- To be done
Copy the records word for word, beginning at the line that contains "the tree branch." and stopping after the line that contains "[[318, 212]]".

↓

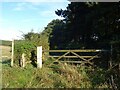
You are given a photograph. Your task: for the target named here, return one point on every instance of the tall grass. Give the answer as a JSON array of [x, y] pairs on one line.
[[53, 76]]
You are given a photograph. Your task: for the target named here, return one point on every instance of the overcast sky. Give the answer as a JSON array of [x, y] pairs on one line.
[[22, 16]]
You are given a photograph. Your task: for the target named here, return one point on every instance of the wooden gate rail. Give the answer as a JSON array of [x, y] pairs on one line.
[[86, 59]]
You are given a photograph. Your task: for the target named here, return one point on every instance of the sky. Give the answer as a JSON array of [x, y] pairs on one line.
[[21, 16]]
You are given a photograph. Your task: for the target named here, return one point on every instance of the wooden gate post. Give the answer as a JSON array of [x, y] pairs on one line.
[[39, 57], [23, 60], [12, 56]]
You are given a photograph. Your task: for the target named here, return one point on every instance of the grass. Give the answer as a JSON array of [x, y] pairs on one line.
[[54, 76], [6, 51]]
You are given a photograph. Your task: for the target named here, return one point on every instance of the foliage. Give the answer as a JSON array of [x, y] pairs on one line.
[[5, 43], [23, 46]]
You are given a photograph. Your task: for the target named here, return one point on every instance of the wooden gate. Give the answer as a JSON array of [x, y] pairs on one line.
[[74, 54]]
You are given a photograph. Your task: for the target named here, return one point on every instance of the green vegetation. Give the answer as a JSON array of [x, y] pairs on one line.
[[85, 26], [52, 76], [5, 43]]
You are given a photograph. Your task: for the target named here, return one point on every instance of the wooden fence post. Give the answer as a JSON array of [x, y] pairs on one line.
[[12, 57], [23, 60], [39, 57]]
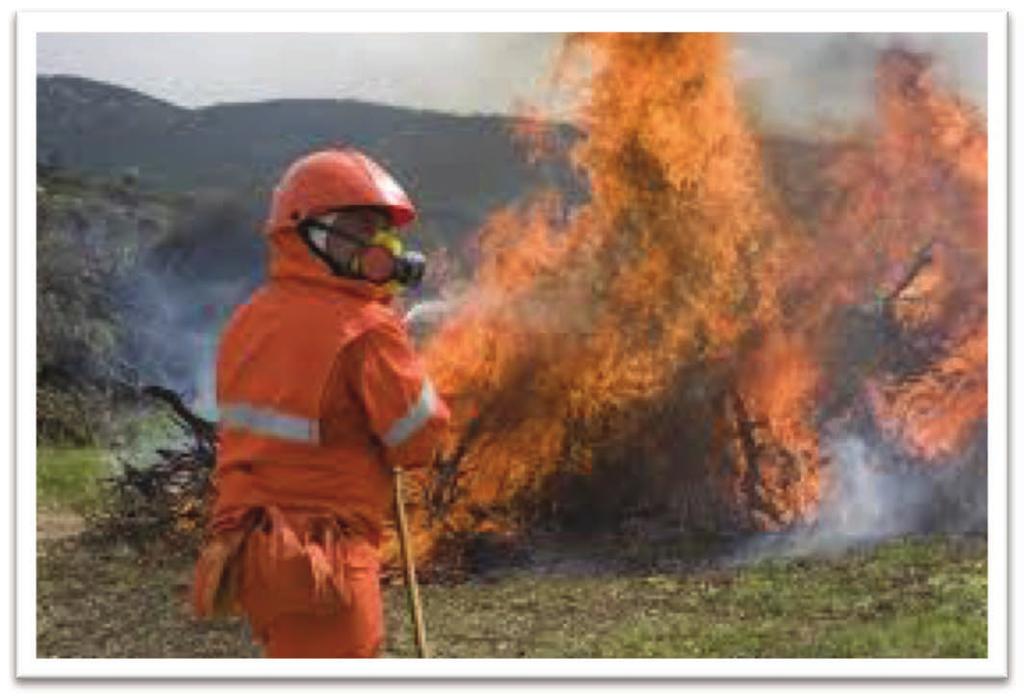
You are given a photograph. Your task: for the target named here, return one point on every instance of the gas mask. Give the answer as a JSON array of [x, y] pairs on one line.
[[382, 260]]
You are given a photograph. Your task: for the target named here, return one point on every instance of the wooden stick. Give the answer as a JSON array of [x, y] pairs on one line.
[[407, 554]]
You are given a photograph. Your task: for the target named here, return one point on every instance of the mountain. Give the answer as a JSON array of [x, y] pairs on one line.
[[456, 168]]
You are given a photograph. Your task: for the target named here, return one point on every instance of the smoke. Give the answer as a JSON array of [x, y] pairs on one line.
[[875, 492], [801, 83]]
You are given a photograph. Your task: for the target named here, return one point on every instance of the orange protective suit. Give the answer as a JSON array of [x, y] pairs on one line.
[[320, 392]]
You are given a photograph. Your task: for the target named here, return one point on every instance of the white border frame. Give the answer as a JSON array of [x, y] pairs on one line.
[[993, 24]]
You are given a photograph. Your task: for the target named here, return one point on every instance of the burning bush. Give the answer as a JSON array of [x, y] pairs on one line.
[[674, 346]]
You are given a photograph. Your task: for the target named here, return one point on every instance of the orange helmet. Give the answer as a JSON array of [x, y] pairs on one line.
[[332, 179]]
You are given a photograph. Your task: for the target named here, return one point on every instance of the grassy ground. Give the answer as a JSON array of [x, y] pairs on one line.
[[906, 598]]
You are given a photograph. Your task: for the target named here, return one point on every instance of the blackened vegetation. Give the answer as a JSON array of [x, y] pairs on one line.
[[166, 500]]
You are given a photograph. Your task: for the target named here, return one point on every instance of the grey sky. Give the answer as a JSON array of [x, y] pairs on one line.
[[799, 80]]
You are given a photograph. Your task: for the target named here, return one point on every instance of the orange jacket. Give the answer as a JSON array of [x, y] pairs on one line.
[[320, 392]]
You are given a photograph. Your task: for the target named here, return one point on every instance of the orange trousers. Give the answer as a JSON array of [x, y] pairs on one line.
[[308, 587]]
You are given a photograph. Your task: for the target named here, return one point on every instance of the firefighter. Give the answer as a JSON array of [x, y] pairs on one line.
[[320, 394]]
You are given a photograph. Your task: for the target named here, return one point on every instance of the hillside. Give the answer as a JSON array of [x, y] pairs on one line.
[[456, 168]]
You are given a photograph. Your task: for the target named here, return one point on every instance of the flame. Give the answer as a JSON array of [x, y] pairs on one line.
[[665, 346]]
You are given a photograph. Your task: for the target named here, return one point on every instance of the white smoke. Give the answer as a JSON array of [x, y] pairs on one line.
[[873, 492]]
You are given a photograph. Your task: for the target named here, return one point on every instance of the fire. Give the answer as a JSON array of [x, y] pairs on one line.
[[664, 347]]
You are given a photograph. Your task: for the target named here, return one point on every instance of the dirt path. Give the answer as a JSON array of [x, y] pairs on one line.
[[57, 524]]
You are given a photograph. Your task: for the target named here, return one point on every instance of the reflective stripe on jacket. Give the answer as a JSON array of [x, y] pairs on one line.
[[318, 390]]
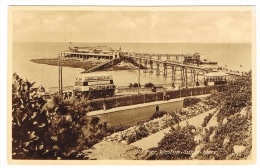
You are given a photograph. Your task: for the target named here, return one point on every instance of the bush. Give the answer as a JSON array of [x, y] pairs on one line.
[[29, 122], [139, 133], [207, 119], [189, 101], [178, 144]]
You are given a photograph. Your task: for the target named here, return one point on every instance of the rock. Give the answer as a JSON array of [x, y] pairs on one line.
[[226, 141], [225, 121], [243, 112], [198, 138], [238, 149], [123, 142], [212, 136]]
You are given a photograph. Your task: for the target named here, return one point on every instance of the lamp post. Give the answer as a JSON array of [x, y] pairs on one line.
[[139, 76], [60, 76]]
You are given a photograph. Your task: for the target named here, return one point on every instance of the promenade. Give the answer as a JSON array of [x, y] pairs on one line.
[[131, 115]]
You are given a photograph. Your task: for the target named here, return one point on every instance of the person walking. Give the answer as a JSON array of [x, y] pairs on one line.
[[157, 108], [104, 104]]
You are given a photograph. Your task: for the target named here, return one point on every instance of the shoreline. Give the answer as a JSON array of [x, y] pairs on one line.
[[85, 65]]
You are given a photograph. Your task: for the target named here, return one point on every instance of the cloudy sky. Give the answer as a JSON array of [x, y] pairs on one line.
[[196, 26]]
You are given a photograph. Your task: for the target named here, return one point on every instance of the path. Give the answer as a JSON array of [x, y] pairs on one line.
[[152, 140]]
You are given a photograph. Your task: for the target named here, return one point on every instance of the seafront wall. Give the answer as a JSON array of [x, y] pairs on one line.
[[114, 102]]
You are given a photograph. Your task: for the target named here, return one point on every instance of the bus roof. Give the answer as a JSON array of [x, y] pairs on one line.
[[92, 75], [216, 74]]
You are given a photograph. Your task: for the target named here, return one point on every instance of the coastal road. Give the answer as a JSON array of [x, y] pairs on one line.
[[130, 115]]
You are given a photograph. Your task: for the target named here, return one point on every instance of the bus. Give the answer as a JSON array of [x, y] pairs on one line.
[[94, 86]]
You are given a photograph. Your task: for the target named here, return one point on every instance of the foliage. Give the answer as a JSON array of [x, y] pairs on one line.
[[140, 132], [189, 101], [207, 119], [29, 122], [67, 124], [158, 114], [177, 144], [237, 96]]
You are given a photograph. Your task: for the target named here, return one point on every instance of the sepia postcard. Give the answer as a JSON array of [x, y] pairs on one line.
[[131, 85]]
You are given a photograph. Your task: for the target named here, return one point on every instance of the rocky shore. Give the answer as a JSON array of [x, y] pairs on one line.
[[84, 64]]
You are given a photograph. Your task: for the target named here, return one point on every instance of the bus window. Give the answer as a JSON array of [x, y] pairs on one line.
[[85, 83]]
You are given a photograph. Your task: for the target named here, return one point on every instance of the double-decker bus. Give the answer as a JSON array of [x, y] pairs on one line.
[[94, 85]]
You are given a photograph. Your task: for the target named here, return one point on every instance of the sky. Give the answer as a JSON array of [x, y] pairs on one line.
[[156, 26]]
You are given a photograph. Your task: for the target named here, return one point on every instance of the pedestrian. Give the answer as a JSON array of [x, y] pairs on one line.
[[164, 95], [157, 108], [197, 83], [104, 104]]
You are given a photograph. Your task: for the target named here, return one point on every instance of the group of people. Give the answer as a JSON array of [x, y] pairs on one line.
[[67, 95]]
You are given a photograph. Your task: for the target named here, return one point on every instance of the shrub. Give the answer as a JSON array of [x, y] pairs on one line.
[[207, 119], [177, 144], [158, 114], [139, 133], [29, 122], [189, 101]]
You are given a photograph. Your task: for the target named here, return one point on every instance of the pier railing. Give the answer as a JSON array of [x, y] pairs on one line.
[[128, 100]]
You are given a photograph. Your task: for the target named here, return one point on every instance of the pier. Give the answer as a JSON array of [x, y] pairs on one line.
[[185, 70]]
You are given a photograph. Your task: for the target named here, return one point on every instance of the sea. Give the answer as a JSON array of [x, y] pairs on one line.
[[233, 56]]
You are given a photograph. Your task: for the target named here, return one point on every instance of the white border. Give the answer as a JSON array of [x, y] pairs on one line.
[[3, 49]]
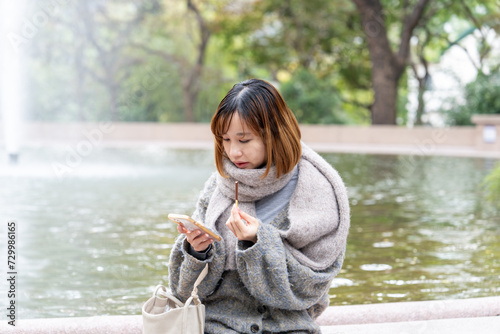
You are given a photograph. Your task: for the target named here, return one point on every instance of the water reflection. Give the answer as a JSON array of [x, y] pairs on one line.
[[97, 241]]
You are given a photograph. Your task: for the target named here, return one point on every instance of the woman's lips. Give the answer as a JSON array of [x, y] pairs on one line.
[[240, 164]]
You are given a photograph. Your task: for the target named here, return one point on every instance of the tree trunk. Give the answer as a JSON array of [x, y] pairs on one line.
[[387, 66]]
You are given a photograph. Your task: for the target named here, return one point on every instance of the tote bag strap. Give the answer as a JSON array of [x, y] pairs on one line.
[[194, 297]]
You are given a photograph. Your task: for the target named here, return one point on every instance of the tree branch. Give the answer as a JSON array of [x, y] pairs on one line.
[[409, 24]]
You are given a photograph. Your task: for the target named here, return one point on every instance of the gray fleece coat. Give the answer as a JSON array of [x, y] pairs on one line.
[[279, 284]]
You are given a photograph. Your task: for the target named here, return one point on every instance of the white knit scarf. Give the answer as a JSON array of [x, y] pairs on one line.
[[318, 212]]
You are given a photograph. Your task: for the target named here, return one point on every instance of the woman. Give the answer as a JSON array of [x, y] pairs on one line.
[[285, 240]]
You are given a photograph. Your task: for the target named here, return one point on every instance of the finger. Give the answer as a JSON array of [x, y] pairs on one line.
[[249, 219], [181, 229], [201, 243]]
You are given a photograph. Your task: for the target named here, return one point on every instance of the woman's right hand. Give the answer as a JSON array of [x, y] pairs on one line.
[[198, 240]]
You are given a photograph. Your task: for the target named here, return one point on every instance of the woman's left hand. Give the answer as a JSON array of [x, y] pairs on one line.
[[242, 230]]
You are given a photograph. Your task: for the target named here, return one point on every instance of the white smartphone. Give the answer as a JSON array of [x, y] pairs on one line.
[[192, 225]]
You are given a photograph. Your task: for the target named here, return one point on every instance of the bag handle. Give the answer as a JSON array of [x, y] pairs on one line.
[[194, 296]]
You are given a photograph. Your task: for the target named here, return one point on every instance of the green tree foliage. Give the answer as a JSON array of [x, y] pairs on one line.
[[481, 96], [492, 186], [172, 60], [312, 100]]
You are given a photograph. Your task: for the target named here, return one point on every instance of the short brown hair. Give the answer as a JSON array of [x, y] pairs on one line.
[[262, 108]]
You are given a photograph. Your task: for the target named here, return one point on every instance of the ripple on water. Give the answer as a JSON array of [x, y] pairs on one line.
[[383, 244], [375, 267]]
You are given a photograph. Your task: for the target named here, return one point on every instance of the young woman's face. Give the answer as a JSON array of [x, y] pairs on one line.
[[243, 147]]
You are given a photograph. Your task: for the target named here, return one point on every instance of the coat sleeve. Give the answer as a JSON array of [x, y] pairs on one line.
[[275, 278], [184, 268]]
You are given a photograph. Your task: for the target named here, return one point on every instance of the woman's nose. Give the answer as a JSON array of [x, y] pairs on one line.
[[235, 150]]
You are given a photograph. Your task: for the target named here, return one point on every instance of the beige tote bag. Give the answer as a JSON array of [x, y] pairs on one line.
[[165, 314]]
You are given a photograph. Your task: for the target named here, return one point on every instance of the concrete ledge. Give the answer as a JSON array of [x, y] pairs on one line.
[[410, 311], [477, 315], [454, 141], [484, 325]]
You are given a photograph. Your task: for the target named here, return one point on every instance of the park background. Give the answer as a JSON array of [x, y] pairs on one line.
[[95, 73]]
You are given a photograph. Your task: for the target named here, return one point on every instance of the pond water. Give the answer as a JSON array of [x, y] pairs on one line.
[[93, 236]]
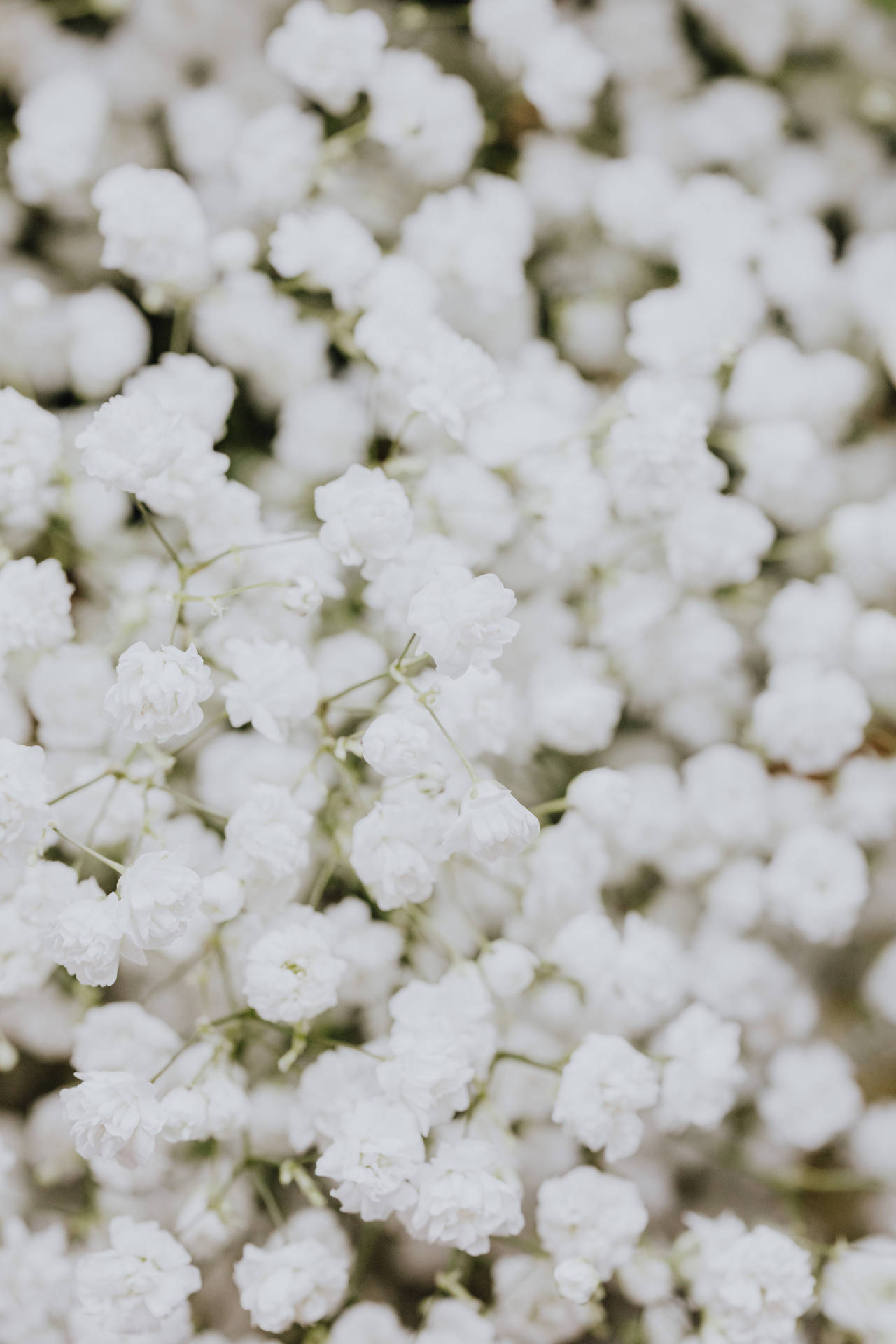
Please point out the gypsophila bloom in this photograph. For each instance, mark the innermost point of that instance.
(365, 515)
(298, 1277)
(158, 895)
(811, 718)
(603, 1086)
(328, 57)
(159, 692)
(593, 1217)
(115, 1114)
(463, 622)
(23, 799)
(448, 647)
(35, 605)
(701, 1070)
(492, 824)
(858, 1287)
(397, 746)
(266, 835)
(812, 1094)
(292, 974)
(153, 227)
(755, 1288)
(274, 687)
(466, 1195)
(86, 939)
(140, 1282)
(375, 1156)
(577, 1280)
(30, 447)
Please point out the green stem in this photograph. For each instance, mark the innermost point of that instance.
(820, 1180)
(546, 809)
(77, 788)
(181, 330)
(524, 1059)
(206, 727)
(86, 848)
(150, 523)
(266, 1196)
(198, 806)
(250, 546)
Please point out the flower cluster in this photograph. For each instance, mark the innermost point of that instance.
(448, 671)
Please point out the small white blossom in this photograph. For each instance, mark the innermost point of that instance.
(365, 517)
(328, 57)
(115, 1114)
(298, 1277)
(274, 687)
(140, 1284)
(159, 692)
(463, 622)
(292, 974)
(159, 895)
(491, 824)
(603, 1086)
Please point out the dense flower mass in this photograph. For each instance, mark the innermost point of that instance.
(448, 671)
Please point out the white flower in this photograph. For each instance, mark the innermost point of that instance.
(122, 1035)
(438, 372)
(463, 622)
(159, 895)
(86, 939)
(328, 57)
(328, 249)
(858, 1288)
(809, 717)
(577, 1280)
(564, 73)
(430, 121)
(375, 1323)
(466, 1194)
(394, 853)
(491, 824)
(274, 687)
(394, 745)
(812, 1094)
(716, 540)
(365, 515)
(159, 692)
(292, 974)
(700, 1069)
(153, 227)
(61, 122)
(35, 605)
(140, 1282)
(115, 1114)
(602, 1088)
(755, 1288)
(65, 692)
(817, 882)
(30, 447)
(163, 457)
(508, 968)
(188, 386)
(266, 835)
(448, 1322)
(298, 1277)
(375, 1156)
(35, 1282)
(602, 796)
(23, 799)
(590, 1215)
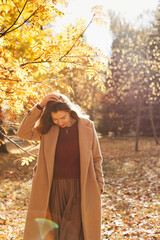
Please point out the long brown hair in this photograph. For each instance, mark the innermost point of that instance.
(62, 104)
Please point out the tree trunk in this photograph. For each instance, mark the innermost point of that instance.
(152, 123)
(2, 142)
(138, 124)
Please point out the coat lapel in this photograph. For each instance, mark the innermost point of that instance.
(50, 141)
(85, 145)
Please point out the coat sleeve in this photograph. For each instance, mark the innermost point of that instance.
(27, 128)
(97, 159)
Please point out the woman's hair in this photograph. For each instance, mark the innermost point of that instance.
(62, 104)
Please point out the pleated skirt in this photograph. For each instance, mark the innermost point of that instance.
(65, 208)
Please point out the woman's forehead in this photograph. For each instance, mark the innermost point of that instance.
(59, 114)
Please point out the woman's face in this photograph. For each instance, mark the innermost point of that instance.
(61, 118)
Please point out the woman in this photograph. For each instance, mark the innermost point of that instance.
(68, 178)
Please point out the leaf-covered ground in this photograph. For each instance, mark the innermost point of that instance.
(130, 203)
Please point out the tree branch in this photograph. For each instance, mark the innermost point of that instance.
(77, 39)
(7, 30)
(17, 145)
(24, 64)
(16, 6)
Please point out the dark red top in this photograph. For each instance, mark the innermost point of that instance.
(67, 159)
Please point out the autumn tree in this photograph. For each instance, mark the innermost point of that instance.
(133, 69)
(32, 55)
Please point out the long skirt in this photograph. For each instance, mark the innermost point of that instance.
(65, 208)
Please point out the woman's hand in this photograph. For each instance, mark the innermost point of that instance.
(50, 97)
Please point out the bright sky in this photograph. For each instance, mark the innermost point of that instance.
(100, 36)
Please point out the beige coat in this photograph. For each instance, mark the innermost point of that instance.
(91, 175)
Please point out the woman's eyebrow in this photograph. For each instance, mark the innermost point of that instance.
(60, 118)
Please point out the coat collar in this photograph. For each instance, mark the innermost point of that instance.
(85, 143)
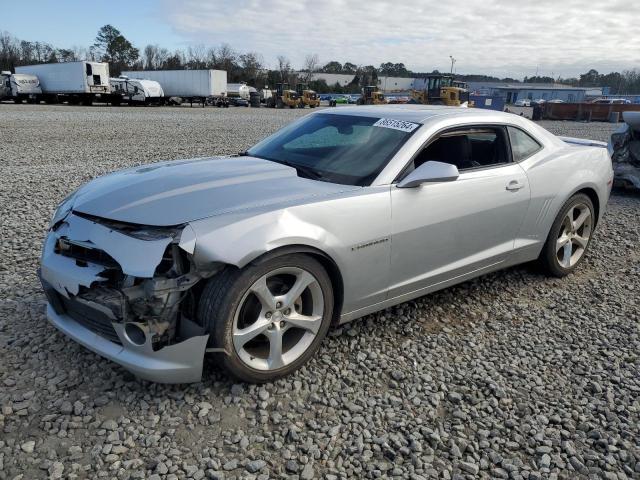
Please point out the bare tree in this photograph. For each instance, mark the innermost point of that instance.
(284, 67)
(225, 58)
(311, 63)
(150, 55)
(196, 57)
(251, 64)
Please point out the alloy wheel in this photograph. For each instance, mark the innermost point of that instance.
(574, 235)
(278, 318)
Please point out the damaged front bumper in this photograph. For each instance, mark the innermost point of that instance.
(126, 294)
(181, 363)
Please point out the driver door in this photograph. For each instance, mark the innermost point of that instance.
(445, 232)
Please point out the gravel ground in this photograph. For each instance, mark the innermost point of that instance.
(513, 375)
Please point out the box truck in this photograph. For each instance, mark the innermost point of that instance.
(75, 82)
(19, 87)
(135, 92)
(208, 87)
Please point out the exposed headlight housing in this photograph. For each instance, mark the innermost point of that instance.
(63, 210)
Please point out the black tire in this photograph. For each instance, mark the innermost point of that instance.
(221, 299)
(548, 259)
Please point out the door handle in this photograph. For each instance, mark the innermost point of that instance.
(514, 186)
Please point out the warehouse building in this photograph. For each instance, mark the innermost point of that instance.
(534, 91)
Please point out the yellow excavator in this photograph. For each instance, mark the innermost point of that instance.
(282, 97)
(307, 98)
(371, 96)
(442, 89)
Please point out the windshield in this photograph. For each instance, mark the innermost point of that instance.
(350, 150)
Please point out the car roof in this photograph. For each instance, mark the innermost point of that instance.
(411, 113)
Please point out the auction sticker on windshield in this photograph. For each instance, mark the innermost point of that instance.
(396, 124)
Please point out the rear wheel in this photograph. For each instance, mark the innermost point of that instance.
(270, 317)
(569, 236)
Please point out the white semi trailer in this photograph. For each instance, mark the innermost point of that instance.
(19, 87)
(75, 82)
(208, 87)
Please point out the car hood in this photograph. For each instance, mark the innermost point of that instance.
(177, 192)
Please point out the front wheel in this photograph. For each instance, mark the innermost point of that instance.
(569, 237)
(269, 317)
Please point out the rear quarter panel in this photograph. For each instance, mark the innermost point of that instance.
(555, 174)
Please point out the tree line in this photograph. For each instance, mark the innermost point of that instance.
(110, 45)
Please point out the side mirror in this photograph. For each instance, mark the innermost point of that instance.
(430, 172)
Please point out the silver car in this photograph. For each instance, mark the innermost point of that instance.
(342, 213)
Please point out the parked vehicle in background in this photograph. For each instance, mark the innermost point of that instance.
(205, 87)
(135, 91)
(240, 90)
(308, 98)
(238, 102)
(371, 95)
(19, 87)
(74, 82)
(612, 101)
(341, 214)
(441, 89)
(282, 96)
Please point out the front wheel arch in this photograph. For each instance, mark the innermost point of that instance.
(337, 283)
(595, 200)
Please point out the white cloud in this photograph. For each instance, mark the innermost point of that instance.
(500, 37)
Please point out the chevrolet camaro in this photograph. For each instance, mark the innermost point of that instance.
(252, 257)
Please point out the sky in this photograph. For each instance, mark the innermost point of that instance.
(513, 38)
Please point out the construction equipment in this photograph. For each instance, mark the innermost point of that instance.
(306, 96)
(282, 97)
(441, 89)
(371, 96)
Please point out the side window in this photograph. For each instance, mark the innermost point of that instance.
(522, 144)
(468, 148)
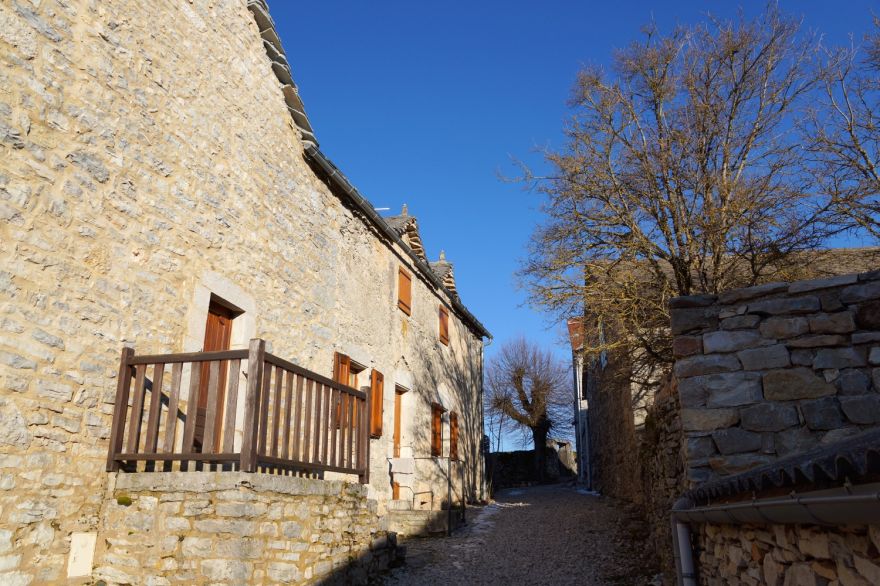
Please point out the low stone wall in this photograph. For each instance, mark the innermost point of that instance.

↑

- Correct output
You are given a photograph. Your task: for the target named here, return one point on every instance of the tree branch. Give the answer as a JSON array of [x, y] pairs on one line.
[[409, 24]]
You are given a photograph. Your task: for the target named here, return one point on every instance of the gray fleece coat. Give the answer as a JSON array of [x, y] pairs on one line.
[[279, 284]]
You are given a photograph. Your task: for the target named here, return one point on every instance of the white knit scarf. Give the answer as a JSON array of [x, y] pairs on one line.
[[318, 212]]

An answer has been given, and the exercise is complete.